[Records taken from a dataset]
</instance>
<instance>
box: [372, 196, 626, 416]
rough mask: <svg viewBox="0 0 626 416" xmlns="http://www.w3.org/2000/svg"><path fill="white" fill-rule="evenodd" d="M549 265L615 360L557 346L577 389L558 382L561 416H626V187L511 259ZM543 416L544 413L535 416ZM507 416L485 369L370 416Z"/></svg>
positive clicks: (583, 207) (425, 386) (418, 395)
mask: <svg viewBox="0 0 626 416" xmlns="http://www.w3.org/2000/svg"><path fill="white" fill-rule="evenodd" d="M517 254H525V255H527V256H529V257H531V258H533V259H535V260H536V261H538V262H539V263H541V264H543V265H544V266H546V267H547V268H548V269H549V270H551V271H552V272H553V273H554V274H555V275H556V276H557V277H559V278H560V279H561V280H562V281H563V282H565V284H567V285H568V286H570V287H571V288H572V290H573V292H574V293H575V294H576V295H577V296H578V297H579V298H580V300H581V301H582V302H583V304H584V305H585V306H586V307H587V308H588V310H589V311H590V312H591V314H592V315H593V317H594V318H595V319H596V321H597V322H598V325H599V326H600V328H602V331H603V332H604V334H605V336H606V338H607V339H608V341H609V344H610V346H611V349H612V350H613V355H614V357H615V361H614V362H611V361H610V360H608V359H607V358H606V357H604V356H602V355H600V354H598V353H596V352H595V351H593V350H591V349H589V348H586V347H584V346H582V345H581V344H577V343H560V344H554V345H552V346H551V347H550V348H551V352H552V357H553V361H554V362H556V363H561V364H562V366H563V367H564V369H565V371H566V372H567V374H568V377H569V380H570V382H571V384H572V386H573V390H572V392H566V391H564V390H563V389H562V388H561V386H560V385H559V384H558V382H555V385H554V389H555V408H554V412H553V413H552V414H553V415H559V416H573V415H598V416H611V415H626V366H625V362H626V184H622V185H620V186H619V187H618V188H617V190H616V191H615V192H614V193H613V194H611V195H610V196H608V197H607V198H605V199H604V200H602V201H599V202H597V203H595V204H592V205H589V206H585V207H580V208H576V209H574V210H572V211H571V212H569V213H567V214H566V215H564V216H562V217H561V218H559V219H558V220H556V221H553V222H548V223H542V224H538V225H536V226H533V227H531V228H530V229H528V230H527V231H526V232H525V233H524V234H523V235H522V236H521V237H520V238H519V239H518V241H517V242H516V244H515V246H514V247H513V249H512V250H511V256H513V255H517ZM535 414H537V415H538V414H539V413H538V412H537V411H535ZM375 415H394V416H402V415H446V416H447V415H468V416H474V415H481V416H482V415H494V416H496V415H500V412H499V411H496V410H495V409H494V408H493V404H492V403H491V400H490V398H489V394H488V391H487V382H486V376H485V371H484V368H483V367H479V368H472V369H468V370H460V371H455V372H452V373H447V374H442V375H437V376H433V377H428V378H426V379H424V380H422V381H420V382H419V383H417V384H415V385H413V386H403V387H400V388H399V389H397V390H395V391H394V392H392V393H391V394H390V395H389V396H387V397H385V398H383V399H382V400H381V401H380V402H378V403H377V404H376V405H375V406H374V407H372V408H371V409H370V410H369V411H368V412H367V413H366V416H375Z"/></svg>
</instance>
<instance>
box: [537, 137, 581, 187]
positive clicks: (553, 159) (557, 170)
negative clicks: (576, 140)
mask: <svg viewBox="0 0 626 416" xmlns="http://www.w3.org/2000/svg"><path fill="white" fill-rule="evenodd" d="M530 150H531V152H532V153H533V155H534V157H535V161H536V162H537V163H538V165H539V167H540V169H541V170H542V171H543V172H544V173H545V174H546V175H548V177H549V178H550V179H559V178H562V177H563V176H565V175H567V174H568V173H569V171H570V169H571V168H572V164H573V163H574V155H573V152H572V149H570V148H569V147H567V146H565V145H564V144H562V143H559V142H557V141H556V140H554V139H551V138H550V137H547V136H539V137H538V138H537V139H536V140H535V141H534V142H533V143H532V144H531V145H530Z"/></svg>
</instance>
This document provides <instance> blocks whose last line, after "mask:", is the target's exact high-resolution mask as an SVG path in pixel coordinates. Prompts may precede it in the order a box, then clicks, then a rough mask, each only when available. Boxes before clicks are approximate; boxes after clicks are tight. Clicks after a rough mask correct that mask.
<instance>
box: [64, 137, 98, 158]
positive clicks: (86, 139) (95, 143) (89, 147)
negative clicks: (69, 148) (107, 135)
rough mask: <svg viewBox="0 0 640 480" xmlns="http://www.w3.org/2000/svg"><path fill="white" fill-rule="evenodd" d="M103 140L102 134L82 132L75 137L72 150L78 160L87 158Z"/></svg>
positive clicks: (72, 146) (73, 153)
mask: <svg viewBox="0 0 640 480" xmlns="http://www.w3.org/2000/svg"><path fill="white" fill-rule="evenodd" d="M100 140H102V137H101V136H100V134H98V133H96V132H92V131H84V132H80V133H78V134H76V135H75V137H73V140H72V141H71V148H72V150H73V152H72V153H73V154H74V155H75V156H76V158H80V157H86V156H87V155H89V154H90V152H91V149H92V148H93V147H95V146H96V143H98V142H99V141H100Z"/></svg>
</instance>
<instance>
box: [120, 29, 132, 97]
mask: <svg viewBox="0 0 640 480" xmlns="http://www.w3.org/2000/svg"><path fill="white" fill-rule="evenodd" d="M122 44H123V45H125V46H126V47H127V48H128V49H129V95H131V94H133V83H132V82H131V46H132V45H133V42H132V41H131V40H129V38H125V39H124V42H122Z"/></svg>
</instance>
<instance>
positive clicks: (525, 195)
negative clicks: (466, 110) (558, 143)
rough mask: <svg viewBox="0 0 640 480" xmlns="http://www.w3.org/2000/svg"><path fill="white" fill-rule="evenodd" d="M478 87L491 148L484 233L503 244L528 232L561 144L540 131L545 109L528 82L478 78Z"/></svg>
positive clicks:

- ACTION ITEM -
Gather every line of the records that contains the word "positive" and list them.

- SOLUTION FOR THIS EXERCISE -
positive clicks: (583, 207) (425, 386) (418, 395)
positive clicks: (553, 159) (557, 170)
positive clicks: (86, 139) (95, 143) (89, 147)
positive clicks: (72, 146) (73, 153)
positive clicks: (525, 195)
positive clicks:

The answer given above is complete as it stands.